(Stored items from a collection)

┄┄┄┄┄┄

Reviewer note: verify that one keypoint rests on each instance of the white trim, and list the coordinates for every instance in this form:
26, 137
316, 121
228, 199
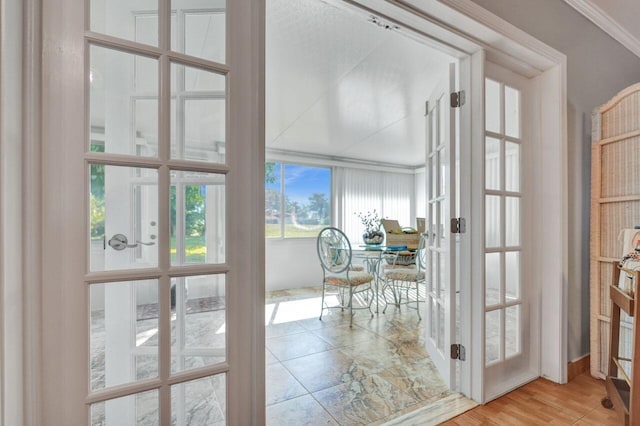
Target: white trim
499, 25
607, 24
12, 361
32, 202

┄┄┄┄┄┄

§ **What to produce**:
An exact copy of the entries above is required; pictures are not part of it.

§ **Answer to this exercise**:
Reviewer note: verify that one keypoint rests on each instance of the white trim, and list the coordinates for every instance in this form:
26, 137
316, 121
228, 199
Target: white trim
499, 25
607, 24
12, 361
32, 202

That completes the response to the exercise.